OBJECTIVE:
Pull out the records verbatim, from the line containing "In this screenshot, identify the shop" through the line containing "[423, 161, 448, 189]", including both of those lines.
-----
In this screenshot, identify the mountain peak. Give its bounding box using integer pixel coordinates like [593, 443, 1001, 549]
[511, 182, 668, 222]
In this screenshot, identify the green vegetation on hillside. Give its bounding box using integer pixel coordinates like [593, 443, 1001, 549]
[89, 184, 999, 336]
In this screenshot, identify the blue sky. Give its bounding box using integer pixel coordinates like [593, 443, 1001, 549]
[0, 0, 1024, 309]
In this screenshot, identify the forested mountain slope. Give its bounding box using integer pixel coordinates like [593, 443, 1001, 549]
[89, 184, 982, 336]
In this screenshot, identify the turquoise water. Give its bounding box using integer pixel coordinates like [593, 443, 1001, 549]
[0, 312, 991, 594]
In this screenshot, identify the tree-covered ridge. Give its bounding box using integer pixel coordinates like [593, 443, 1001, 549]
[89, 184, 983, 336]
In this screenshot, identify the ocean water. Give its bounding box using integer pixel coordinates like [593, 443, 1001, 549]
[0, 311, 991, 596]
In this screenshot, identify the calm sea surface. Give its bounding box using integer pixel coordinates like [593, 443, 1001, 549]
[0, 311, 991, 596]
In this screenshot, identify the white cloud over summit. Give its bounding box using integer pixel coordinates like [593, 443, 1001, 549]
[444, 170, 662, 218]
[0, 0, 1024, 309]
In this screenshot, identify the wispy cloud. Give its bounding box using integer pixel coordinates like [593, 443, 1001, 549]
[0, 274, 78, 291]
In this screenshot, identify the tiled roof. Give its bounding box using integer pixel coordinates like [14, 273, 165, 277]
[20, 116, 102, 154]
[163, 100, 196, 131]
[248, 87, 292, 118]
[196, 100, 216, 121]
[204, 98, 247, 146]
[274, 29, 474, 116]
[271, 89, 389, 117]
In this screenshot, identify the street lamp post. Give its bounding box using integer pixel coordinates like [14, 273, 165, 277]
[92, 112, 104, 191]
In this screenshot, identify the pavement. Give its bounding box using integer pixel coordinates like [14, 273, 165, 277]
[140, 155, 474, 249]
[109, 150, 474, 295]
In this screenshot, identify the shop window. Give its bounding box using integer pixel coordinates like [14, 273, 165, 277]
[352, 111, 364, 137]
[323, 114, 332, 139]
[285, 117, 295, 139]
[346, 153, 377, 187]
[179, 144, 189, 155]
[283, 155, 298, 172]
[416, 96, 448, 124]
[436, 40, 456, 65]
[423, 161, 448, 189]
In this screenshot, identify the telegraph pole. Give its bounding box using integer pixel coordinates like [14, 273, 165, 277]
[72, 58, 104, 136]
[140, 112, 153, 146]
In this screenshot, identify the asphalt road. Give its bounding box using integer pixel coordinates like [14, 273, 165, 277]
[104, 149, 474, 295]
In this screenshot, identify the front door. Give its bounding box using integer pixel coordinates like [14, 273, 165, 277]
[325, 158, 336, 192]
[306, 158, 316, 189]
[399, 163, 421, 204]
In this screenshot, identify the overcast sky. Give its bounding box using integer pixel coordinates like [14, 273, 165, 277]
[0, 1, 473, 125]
-----
WRITTEN SOLUTION:
In this screenshot, identify the shop window. Give its bounding box using integer pixel coordinates like [14, 273, 165, 277]
[352, 111, 364, 137]
[323, 114, 332, 139]
[285, 117, 295, 139]
[346, 153, 377, 187]
[179, 144, 189, 155]
[283, 155, 298, 172]
[416, 96, 448, 124]
[436, 40, 456, 65]
[423, 161, 448, 189]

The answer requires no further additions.